RAW RECORDS =
-- begin --
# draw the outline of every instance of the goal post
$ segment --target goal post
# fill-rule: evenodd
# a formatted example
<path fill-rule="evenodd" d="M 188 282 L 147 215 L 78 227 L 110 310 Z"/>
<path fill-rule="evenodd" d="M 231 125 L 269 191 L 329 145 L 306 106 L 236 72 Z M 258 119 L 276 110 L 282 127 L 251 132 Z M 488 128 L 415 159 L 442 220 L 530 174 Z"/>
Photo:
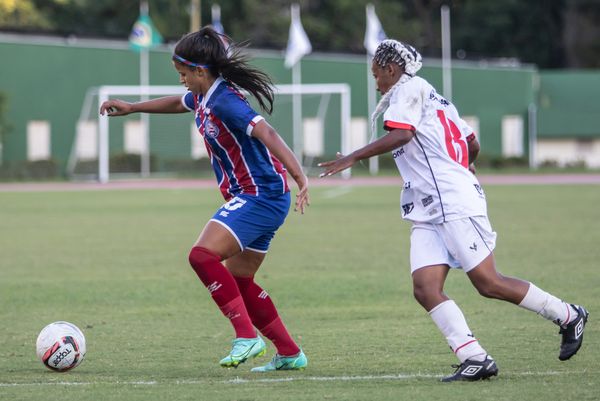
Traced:
<path fill-rule="evenodd" d="M 111 144 L 110 142 L 114 141 L 115 136 L 114 133 L 110 132 L 111 129 L 114 130 L 114 127 L 111 128 L 109 117 L 101 116 L 97 113 L 99 106 L 103 102 L 115 97 L 127 99 L 128 101 L 138 101 L 143 96 L 155 98 L 169 95 L 183 95 L 185 92 L 186 89 L 179 85 L 106 85 L 88 89 L 77 124 L 77 132 L 75 135 L 75 140 L 73 141 L 71 155 L 69 157 L 69 175 L 71 177 L 76 176 L 75 170 L 78 163 L 78 152 L 80 152 L 80 148 L 82 147 L 81 142 L 82 137 L 84 136 L 84 130 L 82 130 L 82 127 L 86 127 L 87 124 L 88 126 L 92 126 L 90 129 L 94 131 L 92 133 L 93 137 L 95 138 L 95 143 L 93 146 L 96 147 L 95 154 L 97 155 L 97 169 L 94 169 L 95 173 L 92 175 L 95 176 L 101 183 L 106 183 L 111 179 L 111 175 L 113 174 L 110 167 L 111 147 L 114 148 L 115 144 Z M 285 137 L 284 139 L 287 139 L 286 142 L 288 142 L 291 149 L 294 149 L 296 153 L 298 153 L 298 149 L 301 150 L 301 154 L 296 154 L 299 160 L 310 160 L 309 165 L 304 165 L 303 167 L 310 169 L 313 164 L 312 161 L 314 155 L 319 154 L 318 151 L 315 153 L 315 144 L 311 139 L 311 135 L 314 137 L 315 132 L 320 133 L 321 135 L 318 140 L 328 141 L 328 143 L 330 143 L 332 139 L 338 138 L 339 135 L 339 138 L 335 139 L 338 141 L 336 148 L 341 150 L 341 152 L 344 154 L 347 154 L 352 150 L 352 139 L 350 137 L 351 94 L 350 86 L 348 84 L 332 83 L 275 85 L 274 94 L 274 113 L 271 116 L 266 116 L 266 118 L 278 130 L 278 132 L 280 132 L 280 135 Z M 287 106 L 288 103 L 291 102 L 291 98 L 294 95 L 300 95 L 303 99 L 303 102 L 310 107 L 304 107 L 302 116 L 303 118 L 300 120 L 302 127 L 300 127 L 300 129 L 292 130 L 291 124 L 295 119 L 293 118 L 293 111 L 291 109 L 288 110 Z M 94 102 L 94 98 L 97 99 L 97 102 Z M 333 98 L 335 98 L 335 100 L 332 100 Z M 255 103 L 255 100 L 252 97 L 249 97 L 249 101 L 250 103 Z M 334 104 L 334 106 L 332 107 L 331 104 Z M 94 106 L 97 106 L 97 108 Z M 96 117 L 93 117 L 94 114 L 96 114 Z M 323 123 L 325 119 L 328 121 L 335 121 L 333 124 L 333 126 L 335 126 L 335 132 L 328 130 L 332 124 L 326 126 Z M 141 125 L 140 131 L 142 132 L 143 136 L 143 138 L 140 140 L 142 145 L 139 151 L 139 156 L 142 160 L 144 157 L 146 160 L 150 158 L 151 146 L 149 132 L 151 131 L 150 128 L 152 126 L 152 122 L 148 121 L 150 120 L 142 120 L 140 124 L 138 124 Z M 190 118 L 189 126 L 191 126 L 192 122 L 193 119 Z M 144 126 L 145 124 L 148 125 Z M 297 134 L 290 136 L 289 134 L 291 132 L 300 132 L 302 136 Z M 309 140 L 305 141 L 306 138 Z M 123 139 L 123 141 L 125 141 L 125 139 Z M 89 138 L 87 142 L 89 142 Z M 192 145 L 189 144 L 189 146 L 191 147 Z M 312 151 L 311 146 L 313 149 Z M 321 148 L 324 147 L 322 144 L 320 146 Z M 317 144 L 317 148 L 318 147 L 319 145 Z M 146 154 L 144 154 L 144 152 L 146 152 Z M 190 158 L 191 153 L 193 153 L 193 151 L 188 151 L 187 153 Z M 321 153 L 323 153 L 322 149 Z M 334 155 L 327 154 L 327 156 Z M 94 157 L 91 157 L 91 159 L 93 160 Z M 142 168 L 143 165 L 144 163 L 142 162 Z M 149 162 L 147 162 L 146 165 L 148 166 Z M 142 177 L 147 175 L 144 174 L 143 171 L 140 171 L 139 173 L 141 173 Z M 344 178 L 349 178 L 350 174 L 350 169 L 342 172 L 342 176 Z"/>

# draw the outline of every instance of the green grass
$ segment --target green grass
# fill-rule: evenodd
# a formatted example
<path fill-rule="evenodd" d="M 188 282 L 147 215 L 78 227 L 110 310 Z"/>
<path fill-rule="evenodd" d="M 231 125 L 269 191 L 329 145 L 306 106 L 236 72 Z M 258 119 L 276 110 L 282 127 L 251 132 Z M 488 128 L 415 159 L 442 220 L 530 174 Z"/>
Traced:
-- end --
WORK TO DO =
Lay out the material above as a JSON list of strings, one string per line, leaving out blank lines and pictures.

FULL SOLUTION =
[
  "# draw the outline of every instance of the goal post",
  "$ segment --target goal post",
  "# fill-rule: evenodd",
  "# a formatted example",
  "<path fill-rule=\"evenodd\" d=\"M 188 282 L 147 215 L 78 227 L 110 310 Z\"/>",
  "<path fill-rule=\"evenodd\" d=\"M 231 125 L 269 191 L 329 145 L 306 106 L 236 72 Z M 258 119 L 276 110 L 282 127 L 251 132 Z M 488 128 L 415 159 L 442 220 L 530 174 Z\"/>",
  "Photo:",
  "Traced:",
  "<path fill-rule=\"evenodd\" d=\"M 111 144 L 110 142 L 114 141 L 115 136 L 114 133 L 110 132 L 111 129 L 114 130 L 114 127 L 111 128 L 109 117 L 101 116 L 97 113 L 99 106 L 103 102 L 115 97 L 127 99 L 128 101 L 138 101 L 143 96 L 155 98 L 169 95 L 183 95 L 185 92 L 186 89 L 179 85 L 106 85 L 88 89 L 77 124 L 77 132 L 75 135 L 75 140 L 73 141 L 71 155 L 69 157 L 69 175 L 71 177 L 76 176 L 75 170 L 78 163 L 78 152 L 80 152 L 80 148 L 82 147 L 81 142 L 82 137 L 84 136 L 84 130 L 82 130 L 82 127 L 86 127 L 87 124 L 88 126 L 92 126 L 90 129 L 94 131 L 92 133 L 93 137 L 95 138 L 95 143 L 93 146 L 96 147 L 95 154 L 97 155 L 97 169 L 94 169 L 95 173 L 92 175 L 95 176 L 101 183 L 106 183 L 111 179 L 111 175 L 113 174 L 110 167 L 111 147 L 114 148 L 115 144 Z M 285 137 L 284 139 L 287 139 L 286 142 L 288 142 L 291 149 L 294 149 L 296 153 L 298 153 L 298 149 L 301 150 L 301 154 L 296 154 L 299 160 L 310 160 L 309 165 L 304 165 L 303 167 L 310 169 L 313 164 L 312 161 L 314 155 L 319 154 L 318 151 L 315 153 L 315 144 L 311 139 L 311 135 L 314 137 L 315 132 L 320 133 L 321 135 L 318 140 L 328 141 L 328 143 L 330 143 L 332 139 L 338 138 L 339 135 L 339 138 L 335 139 L 338 141 L 336 148 L 341 150 L 341 152 L 344 154 L 347 154 L 352 150 L 352 139 L 350 137 L 351 94 L 350 86 L 348 84 L 332 83 L 275 85 L 274 94 L 274 113 L 271 116 L 266 116 L 266 118 L 278 130 L 278 132 L 280 132 L 280 135 Z M 287 106 L 288 103 L 291 102 L 291 98 L 294 95 L 300 95 L 303 99 L 303 102 L 310 107 L 304 107 L 302 116 L 303 118 L 300 120 L 302 127 L 300 127 L 300 129 L 292 130 L 291 124 L 295 119 L 293 118 L 293 111 L 291 109 L 288 110 Z M 94 102 L 94 98 L 97 99 L 97 102 Z M 333 98 L 335 98 L 335 100 L 332 100 Z M 255 103 L 255 100 L 252 97 L 249 97 L 249 101 L 250 103 Z M 334 104 L 334 106 L 332 107 L 331 104 Z M 94 106 L 97 106 L 97 108 Z M 96 117 L 93 117 L 94 114 L 96 114 Z M 323 123 L 325 119 L 328 121 L 335 121 L 333 124 L 333 126 L 335 126 L 335 132 L 328 130 L 332 124 L 326 126 Z M 141 125 L 140 131 L 142 132 L 143 136 L 143 138 L 140 140 L 142 145 L 139 151 L 139 156 L 142 160 L 144 157 L 146 160 L 150 158 L 151 146 L 149 132 L 151 131 L 150 128 L 152 126 L 152 122 L 148 121 L 150 120 L 142 120 L 140 124 L 138 124 Z M 190 118 L 189 126 L 191 126 L 192 122 L 193 119 Z M 144 126 L 145 124 L 148 125 Z M 297 134 L 290 136 L 289 134 L 291 132 L 300 132 L 302 136 Z M 309 140 L 305 141 L 306 138 Z M 123 139 L 123 141 L 125 141 L 125 139 Z M 89 138 L 87 142 L 89 142 Z M 192 145 L 189 144 L 189 146 L 191 147 Z M 312 151 L 311 146 L 313 149 Z M 321 148 L 324 147 L 322 144 L 320 146 Z M 317 144 L 317 148 L 318 147 L 319 145 Z M 146 154 L 144 154 L 144 152 L 146 152 Z M 190 158 L 191 153 L 193 153 L 193 151 L 188 151 L 187 153 Z M 321 153 L 323 153 L 322 149 Z M 334 155 L 327 154 L 327 156 Z M 94 157 L 91 157 L 91 159 L 93 160 Z M 142 168 L 143 165 L 144 163 L 142 162 Z M 149 162 L 147 162 L 146 165 L 148 166 Z M 142 177 L 147 175 L 144 174 L 143 171 L 140 171 L 139 173 L 141 173 Z M 344 178 L 349 178 L 350 174 L 350 169 L 342 172 L 342 176 Z\"/>",
  "# draw the outline of every instance of the green grass",
  "$ segment --target green grass",
  "# fill-rule: evenodd",
  "# a formatted example",
  "<path fill-rule=\"evenodd\" d=\"M 188 282 L 147 215 L 78 227 L 110 310 Z\"/>",
  "<path fill-rule=\"evenodd\" d=\"M 231 125 L 269 191 L 329 145 L 306 106 L 236 72 Z M 258 119 L 276 110 L 282 127 L 251 132 Z M 488 128 L 415 159 L 442 220 L 530 174 Z\"/>",
  "Traced:"
]